[Pointing dataset records]
★ ★ ★

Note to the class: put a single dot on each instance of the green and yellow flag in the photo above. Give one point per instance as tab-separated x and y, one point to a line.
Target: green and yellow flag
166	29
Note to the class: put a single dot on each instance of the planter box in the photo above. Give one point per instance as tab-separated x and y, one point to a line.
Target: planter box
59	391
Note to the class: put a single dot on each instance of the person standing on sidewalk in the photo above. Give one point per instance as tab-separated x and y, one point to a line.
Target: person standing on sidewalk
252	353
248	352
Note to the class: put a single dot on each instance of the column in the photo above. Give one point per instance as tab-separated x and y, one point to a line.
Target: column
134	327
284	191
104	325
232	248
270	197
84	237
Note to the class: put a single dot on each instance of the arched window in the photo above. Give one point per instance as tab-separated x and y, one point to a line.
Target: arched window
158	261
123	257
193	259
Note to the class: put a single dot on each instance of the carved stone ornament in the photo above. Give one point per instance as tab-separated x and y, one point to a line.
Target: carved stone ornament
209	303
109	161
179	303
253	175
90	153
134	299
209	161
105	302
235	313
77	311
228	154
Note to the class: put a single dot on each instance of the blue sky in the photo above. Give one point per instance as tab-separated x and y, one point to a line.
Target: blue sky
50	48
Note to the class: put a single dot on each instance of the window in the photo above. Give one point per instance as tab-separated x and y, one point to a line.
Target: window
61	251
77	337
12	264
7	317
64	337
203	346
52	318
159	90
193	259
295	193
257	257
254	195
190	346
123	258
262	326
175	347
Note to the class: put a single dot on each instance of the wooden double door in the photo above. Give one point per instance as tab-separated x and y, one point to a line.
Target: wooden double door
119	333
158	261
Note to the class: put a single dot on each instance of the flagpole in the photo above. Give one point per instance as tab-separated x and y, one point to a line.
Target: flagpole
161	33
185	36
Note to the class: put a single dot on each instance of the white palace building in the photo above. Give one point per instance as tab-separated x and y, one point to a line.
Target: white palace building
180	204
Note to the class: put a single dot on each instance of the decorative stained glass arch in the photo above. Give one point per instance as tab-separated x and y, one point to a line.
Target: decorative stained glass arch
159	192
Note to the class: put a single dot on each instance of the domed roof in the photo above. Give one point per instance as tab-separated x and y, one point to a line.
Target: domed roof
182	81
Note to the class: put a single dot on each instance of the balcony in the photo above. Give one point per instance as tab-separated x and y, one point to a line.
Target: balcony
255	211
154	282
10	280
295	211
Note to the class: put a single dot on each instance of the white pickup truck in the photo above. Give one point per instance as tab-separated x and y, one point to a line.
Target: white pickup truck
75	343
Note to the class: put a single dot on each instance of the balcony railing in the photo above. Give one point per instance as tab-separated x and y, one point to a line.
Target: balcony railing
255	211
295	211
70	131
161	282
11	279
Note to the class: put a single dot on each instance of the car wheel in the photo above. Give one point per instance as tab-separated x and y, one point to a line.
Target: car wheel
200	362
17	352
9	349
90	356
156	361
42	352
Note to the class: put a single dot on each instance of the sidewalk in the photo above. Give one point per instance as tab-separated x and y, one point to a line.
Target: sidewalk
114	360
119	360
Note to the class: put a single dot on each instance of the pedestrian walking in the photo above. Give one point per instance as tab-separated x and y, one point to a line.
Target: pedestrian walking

★ ★ ★

OBJECTIVE: Please write out the listing again, starting at the line that contains "of the sidewalk" and ending at the end of the listing, substituting "person walking" for "pedestrian walking" and leaving everything else unchanged.

WRITTEN ANSWER:
Note to the class: put a single dot on each instance of the sidewalk in the photo above. Give one point per instance as tab-separated x and y, one point to a line.
Target: sidewalk
114	360
119	360
Note to the class: put a single dot on each instance of the person walking in the photo above. Give one point per instance as tab-separated x and y, one point to a line.
Target: person walking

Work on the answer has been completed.